BEGIN Data shown

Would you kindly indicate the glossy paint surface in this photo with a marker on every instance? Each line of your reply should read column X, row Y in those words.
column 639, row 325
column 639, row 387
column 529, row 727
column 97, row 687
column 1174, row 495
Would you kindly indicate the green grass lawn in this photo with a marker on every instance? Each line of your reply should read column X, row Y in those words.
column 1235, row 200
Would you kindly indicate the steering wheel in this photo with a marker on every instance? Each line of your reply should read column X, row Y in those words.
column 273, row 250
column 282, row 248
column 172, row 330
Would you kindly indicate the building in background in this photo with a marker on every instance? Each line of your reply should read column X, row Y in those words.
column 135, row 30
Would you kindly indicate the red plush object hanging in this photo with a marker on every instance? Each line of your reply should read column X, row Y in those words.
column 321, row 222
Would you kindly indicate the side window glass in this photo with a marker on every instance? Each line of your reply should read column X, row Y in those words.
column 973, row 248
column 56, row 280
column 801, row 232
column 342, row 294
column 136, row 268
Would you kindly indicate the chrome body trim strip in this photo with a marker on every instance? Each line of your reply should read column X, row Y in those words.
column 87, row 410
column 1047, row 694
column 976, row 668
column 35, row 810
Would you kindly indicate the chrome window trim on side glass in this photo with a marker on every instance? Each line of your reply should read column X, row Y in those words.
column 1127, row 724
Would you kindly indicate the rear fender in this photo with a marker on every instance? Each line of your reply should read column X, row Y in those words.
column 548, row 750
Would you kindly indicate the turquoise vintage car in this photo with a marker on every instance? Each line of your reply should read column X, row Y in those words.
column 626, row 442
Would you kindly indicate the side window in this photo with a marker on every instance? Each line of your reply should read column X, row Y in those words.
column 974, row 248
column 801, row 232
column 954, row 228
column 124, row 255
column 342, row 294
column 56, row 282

END Data shown

Exercise aim → Beginning with the line that contains "Would you kindly indicate the red", return every line through the end of the data above, exactly as written.

Written answer →
Would you kindly indicate the red plush object hanging in this photo with a marker on every instance? Each line of your reply should read column X, row Y in those words.
column 321, row 222
Would you kindly indicate the side window glass in this photo with a marker on every instance? Each line of your reply should read column X, row Y in those words.
column 973, row 248
column 56, row 280
column 801, row 232
column 342, row 294
column 136, row 268
Would you kindly indicate the chrome body trim strip in this photo with a marker on every instance? Each line of your reply should read column X, row Y in those words.
column 87, row 410
column 1047, row 694
column 976, row 668
column 35, row 810
Would you kindly indicate the chrome window trim on side glass in this photo with a marker on every instance? Each line of your reply should read column X, row Y in those words.
column 1127, row 724
Would you kindly indicate the rear fender in this photo with a marker on every instance? Each line of your reply should read column X, row Y in those words.
column 548, row 750
Would you kindly indicate the turquoise vintage car in this photo with a marker on every instance? Each line of your reply should read column X, row Y in those words.
column 626, row 442
Would you kindly indicate the side window in this photo with a marker on every instance? Each line of your reply should read column X, row Y in those words.
column 974, row 248
column 801, row 232
column 954, row 228
column 124, row 255
column 342, row 294
column 56, row 282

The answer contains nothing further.